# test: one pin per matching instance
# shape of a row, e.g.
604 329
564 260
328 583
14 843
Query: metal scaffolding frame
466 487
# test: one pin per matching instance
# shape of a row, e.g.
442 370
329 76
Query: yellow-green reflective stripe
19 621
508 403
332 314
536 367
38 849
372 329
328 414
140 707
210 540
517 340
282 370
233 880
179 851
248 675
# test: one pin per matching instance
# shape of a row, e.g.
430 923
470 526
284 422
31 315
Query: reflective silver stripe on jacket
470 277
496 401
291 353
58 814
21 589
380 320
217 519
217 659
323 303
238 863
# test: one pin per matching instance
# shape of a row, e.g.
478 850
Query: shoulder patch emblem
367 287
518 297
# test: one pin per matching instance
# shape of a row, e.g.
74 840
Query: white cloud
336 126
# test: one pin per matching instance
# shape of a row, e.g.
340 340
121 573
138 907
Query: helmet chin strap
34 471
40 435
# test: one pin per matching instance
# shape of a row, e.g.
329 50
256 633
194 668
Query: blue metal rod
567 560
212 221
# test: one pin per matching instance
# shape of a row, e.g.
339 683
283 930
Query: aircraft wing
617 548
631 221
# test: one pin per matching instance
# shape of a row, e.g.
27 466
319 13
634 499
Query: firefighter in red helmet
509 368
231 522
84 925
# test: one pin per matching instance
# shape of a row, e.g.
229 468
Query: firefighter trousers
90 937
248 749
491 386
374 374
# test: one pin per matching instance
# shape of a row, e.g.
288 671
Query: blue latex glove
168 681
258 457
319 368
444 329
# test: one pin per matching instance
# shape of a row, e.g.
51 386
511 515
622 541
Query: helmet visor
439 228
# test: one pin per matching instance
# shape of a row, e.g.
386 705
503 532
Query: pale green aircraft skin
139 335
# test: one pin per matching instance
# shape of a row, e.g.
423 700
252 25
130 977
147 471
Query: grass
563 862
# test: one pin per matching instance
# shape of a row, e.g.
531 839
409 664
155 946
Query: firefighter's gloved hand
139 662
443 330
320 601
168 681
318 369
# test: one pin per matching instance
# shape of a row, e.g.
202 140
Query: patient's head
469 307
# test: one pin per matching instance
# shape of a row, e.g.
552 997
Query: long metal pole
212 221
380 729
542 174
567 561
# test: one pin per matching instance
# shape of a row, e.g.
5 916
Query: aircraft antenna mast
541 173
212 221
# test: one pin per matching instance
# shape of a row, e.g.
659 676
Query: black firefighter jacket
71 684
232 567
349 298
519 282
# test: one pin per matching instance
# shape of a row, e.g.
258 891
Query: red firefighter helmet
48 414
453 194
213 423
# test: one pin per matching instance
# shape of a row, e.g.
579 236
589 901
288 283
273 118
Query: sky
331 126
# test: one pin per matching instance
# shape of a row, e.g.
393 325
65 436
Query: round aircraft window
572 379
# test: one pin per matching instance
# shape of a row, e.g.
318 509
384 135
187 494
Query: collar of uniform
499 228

============================================================

[Action item]
Restate each entry exactly, skipping none.

[Exercise result]
# test: one pin per matching instance
# shape of a row, e.g.
604 329
564 260
328 583
14 843
Query: metal scaffolding frame
466 487
# test: one pin per matching instance
# shape of a row, e.g.
442 370
329 76
Query: yellow-green reflective stripe
19 621
508 403
332 314
536 367
38 849
372 329
328 414
140 707
210 540
517 340
282 370
233 880
179 851
248 675
# test: one pin per matching instance
# shape of a row, e.g.
430 923
470 526
284 422
31 315
Query: reflective silver stripe on jacket
470 277
496 401
291 353
58 814
21 589
380 320
217 519
217 659
323 303
238 863
# test: one pin per matching instance
# shape of a row, e.g.
478 850
Query: shoulder patch emblem
367 287
518 297
# test: one pin per matching instance
# shape of a row, e.g.
74 840
Query: white cloud
336 126
# test: one pin per matching instance
# shape of a row, e.g.
340 340
121 573
138 907
Query: helmet chin strap
34 471
40 435
# test: one pin per matching instance
# shape of a row, e.g.
329 50
256 633
194 668
Query: blue metal rod
567 560
212 221
# test: one pin per matching instance
# shape of a row, e.g.
339 683
283 930
Query: aircraft wing
617 548
631 221
# test: one pin per matching instance
# shape of a row, e.g.
27 466
319 13
634 499
Query: firefighter in red helmet
509 368
231 522
84 925
# test: one pin per matching instance
# shape of a row, e.g.
229 468
Query: firefighter trousers
90 937
248 749
491 386
374 374
# test: one pin per matching instance
# shape of a row, e.g.
288 671
Query: blue latex glove
168 681
258 457
319 368
444 329
# test: one pin per matching instance
# shape of a row, e.g.
51 386
511 515
622 541
Query: helmet visor
439 228
# test: one pin per matching instance
# shape of a row, e.g.
386 705
503 532
Query: pale green aircraft skin
139 335
# test: one pin per matching instance
# shape of a row, e.g.
423 700
252 25
130 977
147 471
Query: grass
563 862
# test: one pin per matching instance
# shape of a row, e.g.
531 839
409 664
155 946
Query: firefighter's gloved hand
139 662
443 330
320 601
168 681
318 369
# test: one pin per matching instance
# shape of a row, e.g.
202 140
Query: patient's head
469 307
# test: one pin per matching instance
# shape of a row, e.g.
552 997
Query: long metal pole
212 221
380 729
542 174
567 561
# test: one pin per matching instance
# shape of a row, e.g.
5 916
Query: aircraft antenna mast
541 173
212 221
# test: one pin per matching instance
# shape of a row, e.g.
659 676
Query: black firefighter jacket
71 684
232 567
349 298
519 282
# test: one pin per matching instance
# shape of a row, e.g.
258 891
Query: red firefighter helmet
48 414
453 194
213 423
# test: one pin per matching instance
# shape of a row, e.g.
579 236
589 901
288 283
273 118
Query: sky
331 126
# test: one pin per matching instance
# shape of a row, e.g.
393 325
65 436
Query: round aircraft window
572 379
# test: one pin per matching instance
# shape of a row, e.g.
318 509
384 135
187 494
Query: collar of uniform
499 228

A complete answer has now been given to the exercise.